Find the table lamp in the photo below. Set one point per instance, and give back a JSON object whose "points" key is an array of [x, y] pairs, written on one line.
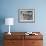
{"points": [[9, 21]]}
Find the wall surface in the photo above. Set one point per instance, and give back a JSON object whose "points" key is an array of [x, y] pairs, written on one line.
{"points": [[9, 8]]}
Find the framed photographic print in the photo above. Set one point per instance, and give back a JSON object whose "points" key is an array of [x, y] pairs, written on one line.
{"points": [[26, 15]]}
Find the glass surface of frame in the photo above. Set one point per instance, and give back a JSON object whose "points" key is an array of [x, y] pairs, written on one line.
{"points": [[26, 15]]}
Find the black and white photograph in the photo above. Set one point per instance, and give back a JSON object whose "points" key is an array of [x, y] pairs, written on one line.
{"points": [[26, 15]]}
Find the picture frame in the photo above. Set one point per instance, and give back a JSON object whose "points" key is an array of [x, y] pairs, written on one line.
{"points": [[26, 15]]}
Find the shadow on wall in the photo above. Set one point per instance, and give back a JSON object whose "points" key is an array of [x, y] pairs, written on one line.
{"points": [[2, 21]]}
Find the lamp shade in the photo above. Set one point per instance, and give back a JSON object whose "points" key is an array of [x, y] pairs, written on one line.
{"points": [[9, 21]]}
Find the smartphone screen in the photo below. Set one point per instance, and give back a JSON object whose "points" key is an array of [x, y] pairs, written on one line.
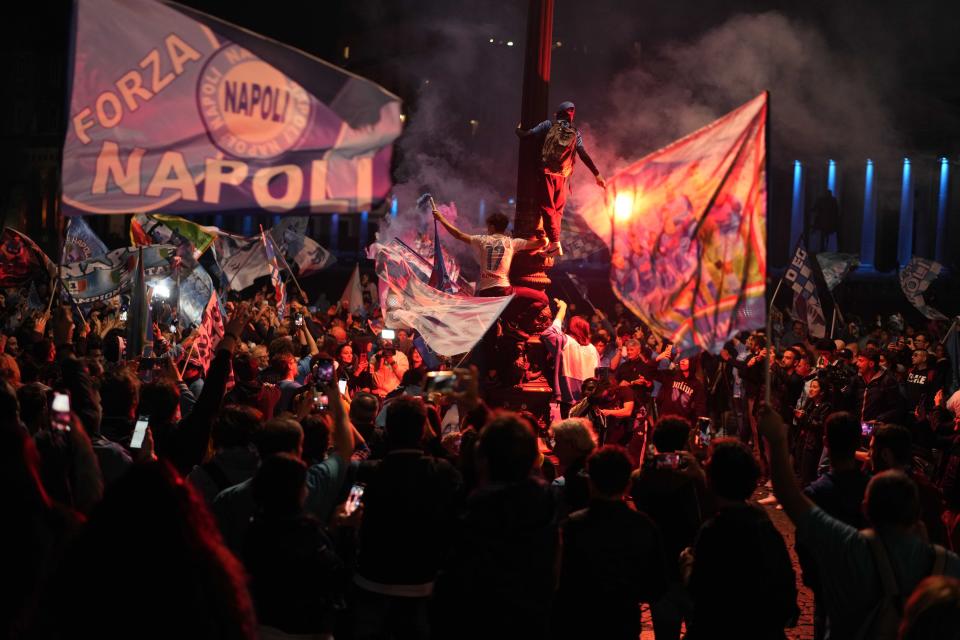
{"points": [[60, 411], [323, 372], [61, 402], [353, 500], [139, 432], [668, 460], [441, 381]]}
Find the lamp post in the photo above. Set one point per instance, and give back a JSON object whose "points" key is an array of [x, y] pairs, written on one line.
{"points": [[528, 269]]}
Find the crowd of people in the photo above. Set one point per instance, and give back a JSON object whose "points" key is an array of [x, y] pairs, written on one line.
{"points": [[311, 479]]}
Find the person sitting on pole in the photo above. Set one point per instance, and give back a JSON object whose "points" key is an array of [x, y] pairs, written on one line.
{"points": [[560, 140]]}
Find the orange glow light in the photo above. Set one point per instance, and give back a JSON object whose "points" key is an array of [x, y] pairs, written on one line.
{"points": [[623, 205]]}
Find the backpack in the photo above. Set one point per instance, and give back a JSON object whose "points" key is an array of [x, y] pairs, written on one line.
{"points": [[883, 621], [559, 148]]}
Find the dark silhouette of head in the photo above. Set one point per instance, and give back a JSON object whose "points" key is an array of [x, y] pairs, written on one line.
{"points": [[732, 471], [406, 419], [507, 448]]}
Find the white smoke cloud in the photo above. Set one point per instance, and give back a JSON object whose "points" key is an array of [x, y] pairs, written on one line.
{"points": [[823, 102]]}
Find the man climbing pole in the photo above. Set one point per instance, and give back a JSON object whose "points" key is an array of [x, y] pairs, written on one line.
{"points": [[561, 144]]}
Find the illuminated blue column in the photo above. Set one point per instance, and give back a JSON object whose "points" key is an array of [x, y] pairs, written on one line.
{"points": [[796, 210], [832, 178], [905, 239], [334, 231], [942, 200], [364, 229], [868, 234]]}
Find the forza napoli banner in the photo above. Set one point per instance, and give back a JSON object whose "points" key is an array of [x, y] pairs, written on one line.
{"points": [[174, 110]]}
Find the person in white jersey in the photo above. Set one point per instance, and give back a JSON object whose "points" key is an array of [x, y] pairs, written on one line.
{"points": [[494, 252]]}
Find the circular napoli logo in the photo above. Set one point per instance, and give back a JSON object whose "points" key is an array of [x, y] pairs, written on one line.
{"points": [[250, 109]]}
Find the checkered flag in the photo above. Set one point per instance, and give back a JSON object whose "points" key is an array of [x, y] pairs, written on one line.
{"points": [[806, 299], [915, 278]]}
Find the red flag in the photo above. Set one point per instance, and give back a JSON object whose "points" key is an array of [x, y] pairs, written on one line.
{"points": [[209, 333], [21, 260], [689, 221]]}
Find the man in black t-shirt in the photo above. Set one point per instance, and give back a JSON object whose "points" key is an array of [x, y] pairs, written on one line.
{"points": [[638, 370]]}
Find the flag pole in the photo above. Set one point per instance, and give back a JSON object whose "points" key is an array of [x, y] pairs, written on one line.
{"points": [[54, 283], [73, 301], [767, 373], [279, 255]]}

------------------------------------

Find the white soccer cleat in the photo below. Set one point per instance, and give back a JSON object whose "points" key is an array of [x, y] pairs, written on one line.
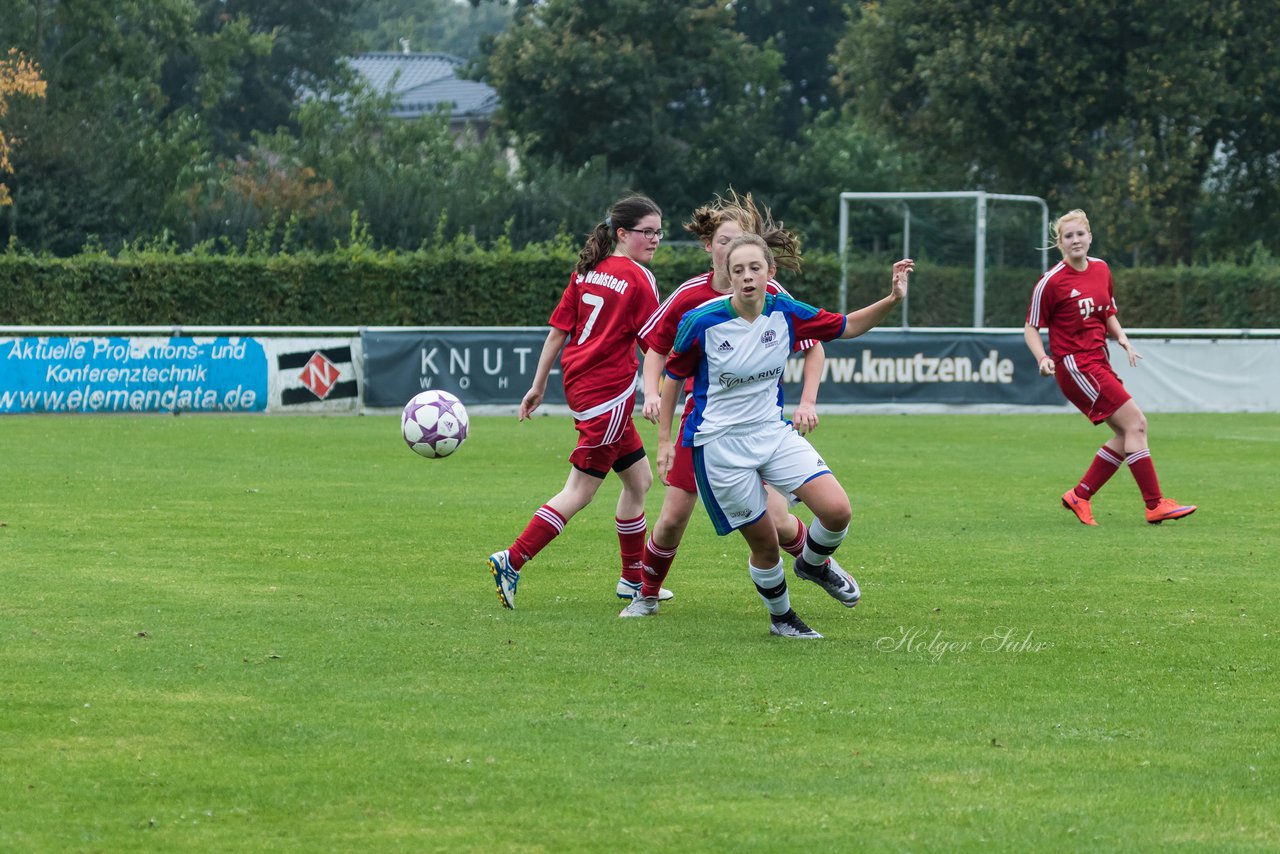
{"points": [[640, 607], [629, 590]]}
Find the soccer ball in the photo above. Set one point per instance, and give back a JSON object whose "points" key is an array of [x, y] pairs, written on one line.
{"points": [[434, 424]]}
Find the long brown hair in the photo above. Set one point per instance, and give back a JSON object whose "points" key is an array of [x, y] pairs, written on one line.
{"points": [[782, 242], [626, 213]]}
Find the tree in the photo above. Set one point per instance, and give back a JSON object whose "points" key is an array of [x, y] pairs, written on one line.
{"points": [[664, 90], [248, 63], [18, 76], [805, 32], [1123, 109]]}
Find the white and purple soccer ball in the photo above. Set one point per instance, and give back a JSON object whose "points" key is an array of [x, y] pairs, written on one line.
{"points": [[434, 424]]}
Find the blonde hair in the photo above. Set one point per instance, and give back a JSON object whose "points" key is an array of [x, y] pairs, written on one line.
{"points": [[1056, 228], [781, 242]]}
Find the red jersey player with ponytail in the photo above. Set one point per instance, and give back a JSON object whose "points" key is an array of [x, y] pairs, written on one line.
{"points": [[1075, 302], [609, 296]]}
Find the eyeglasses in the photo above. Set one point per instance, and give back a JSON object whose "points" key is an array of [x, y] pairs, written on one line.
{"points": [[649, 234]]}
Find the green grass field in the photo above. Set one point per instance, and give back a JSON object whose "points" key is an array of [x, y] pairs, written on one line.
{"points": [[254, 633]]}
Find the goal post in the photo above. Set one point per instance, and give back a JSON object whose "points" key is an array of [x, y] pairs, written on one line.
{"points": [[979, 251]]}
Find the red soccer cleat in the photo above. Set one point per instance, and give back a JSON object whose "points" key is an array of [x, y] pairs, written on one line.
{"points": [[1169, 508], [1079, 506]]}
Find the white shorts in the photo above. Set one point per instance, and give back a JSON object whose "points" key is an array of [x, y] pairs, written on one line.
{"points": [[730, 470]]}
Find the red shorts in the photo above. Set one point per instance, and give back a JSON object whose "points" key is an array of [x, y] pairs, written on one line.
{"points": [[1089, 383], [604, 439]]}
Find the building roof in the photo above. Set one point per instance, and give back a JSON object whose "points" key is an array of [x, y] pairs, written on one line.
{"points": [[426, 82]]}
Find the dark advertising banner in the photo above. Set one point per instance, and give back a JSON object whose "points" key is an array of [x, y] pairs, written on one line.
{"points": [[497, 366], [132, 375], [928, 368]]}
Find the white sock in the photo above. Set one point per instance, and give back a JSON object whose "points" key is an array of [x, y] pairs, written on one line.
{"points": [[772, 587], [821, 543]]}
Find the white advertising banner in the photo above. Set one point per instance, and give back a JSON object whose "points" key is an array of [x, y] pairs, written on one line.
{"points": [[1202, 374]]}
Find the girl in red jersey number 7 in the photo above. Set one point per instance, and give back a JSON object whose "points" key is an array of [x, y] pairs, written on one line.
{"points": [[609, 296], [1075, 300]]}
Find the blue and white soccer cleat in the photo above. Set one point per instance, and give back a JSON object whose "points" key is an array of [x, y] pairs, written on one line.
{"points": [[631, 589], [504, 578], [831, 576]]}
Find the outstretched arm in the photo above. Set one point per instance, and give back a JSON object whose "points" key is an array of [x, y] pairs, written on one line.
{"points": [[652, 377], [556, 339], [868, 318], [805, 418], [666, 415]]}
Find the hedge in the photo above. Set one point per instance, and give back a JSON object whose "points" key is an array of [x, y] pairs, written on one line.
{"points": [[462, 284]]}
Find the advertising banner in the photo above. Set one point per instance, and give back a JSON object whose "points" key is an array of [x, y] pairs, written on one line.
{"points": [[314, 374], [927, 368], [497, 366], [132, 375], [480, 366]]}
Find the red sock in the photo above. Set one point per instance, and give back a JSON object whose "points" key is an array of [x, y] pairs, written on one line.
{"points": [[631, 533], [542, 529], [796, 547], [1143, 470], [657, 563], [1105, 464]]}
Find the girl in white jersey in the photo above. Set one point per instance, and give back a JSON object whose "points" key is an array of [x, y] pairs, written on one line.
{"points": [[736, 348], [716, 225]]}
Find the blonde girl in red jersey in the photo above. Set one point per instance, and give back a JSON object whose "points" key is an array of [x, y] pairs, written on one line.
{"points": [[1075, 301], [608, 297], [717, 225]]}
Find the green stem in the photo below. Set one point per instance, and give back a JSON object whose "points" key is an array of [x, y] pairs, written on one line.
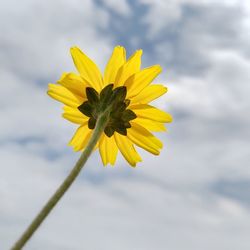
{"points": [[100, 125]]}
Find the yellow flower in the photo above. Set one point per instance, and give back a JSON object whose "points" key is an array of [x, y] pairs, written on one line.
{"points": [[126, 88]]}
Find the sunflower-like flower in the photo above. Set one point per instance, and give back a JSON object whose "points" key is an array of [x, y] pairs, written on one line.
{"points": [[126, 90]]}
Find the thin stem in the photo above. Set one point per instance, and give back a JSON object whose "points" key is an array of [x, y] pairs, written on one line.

------------------------------------

* **Work request**:
Please reproduce the lines from the line with "Find the sunflower-like" to the line with "Find the thin", both ends included, exactly as they appear above.

* **Answer area**:
Find the sunflower-like flower in the photo above. Set one point per instance, and give back a JSON object whose "points" key is an array of [x, y] pairs, written on one line.
{"points": [[126, 90]]}
Find the thin stem in the photo above. Set one point per instance, and give back a JSON object whose "points" key is an array of [x, y] pairs, written on one line.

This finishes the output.